_EXERCISE DETAILS:_ Reproduce every line of the data below, raising each bounding box coordinate by 133 and leaving all other text unchanged. Omit the pictures.
_ _ _
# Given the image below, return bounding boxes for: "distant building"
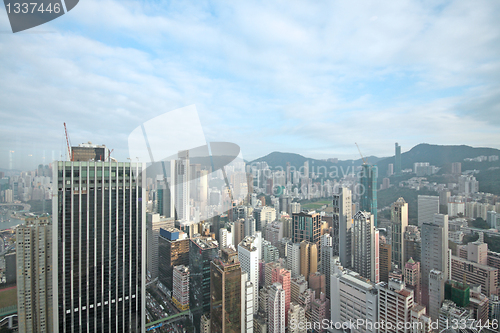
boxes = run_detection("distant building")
[14,217,52,332]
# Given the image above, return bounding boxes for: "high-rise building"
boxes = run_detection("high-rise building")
[158,228,189,290]
[238,236,260,312]
[210,248,242,333]
[352,211,380,283]
[417,195,439,228]
[391,198,408,269]
[174,150,191,221]
[172,265,189,311]
[428,269,446,320]
[320,233,333,298]
[272,268,292,323]
[330,269,378,333]
[394,142,401,175]
[16,216,52,332]
[292,212,321,253]
[288,302,307,333]
[379,243,392,283]
[404,258,420,303]
[403,225,422,262]
[377,279,414,333]
[189,237,219,330]
[359,164,378,227]
[420,214,448,312]
[300,240,318,281]
[332,187,352,268]
[268,282,286,333]
[52,161,146,332]
[146,213,175,279]
[286,240,301,278]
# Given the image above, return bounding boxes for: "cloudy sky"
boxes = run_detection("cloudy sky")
[0,0,500,169]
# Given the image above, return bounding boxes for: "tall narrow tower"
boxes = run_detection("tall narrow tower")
[52,161,146,332]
_ _ _
_SOLUTION FOR THIS EXERCISE:_
# Given the image below, return bounding boxes for: "distant building"
boxes = run_detection("distant building")
[147,350,185,465]
# Given the image above, return bounding boxes for: "high-rise building"
boxes = run_detection("high-rise building")
[291,361,322,423]
[371,369,393,445]
[343,381,375,466]
[485,344,513,416]
[550,328,572,361]
[524,331,541,402]
[307,283,324,354]
[305,398,322,444]
[561,402,579,453]
[453,366,466,431]
[405,401,425,456]
[463,402,511,466]
[527,275,534,308]
[149,349,185,465]
[425,345,454,386]
[421,435,440,466]
[512,376,525,416]
[537,391,553,436]
[536,358,555,395]
[510,412,547,466]
[322,370,352,463]
[492,297,511,360]
[553,347,581,445]
[433,373,451,414]
[465,320,485,401]
[401,415,419,466]
[185,294,279,465]
[279,346,308,412]
[419,373,434,411]
# Given the image above, return bounding boxes for: "cloudy sky"
boxes = run_detection("cloudy sky")
[133,133,633,302]
# Given the image above, return bounding boxes for: "tall narrow tower"
boxes = run_detection("tall narrow tower")
[185,294,279,465]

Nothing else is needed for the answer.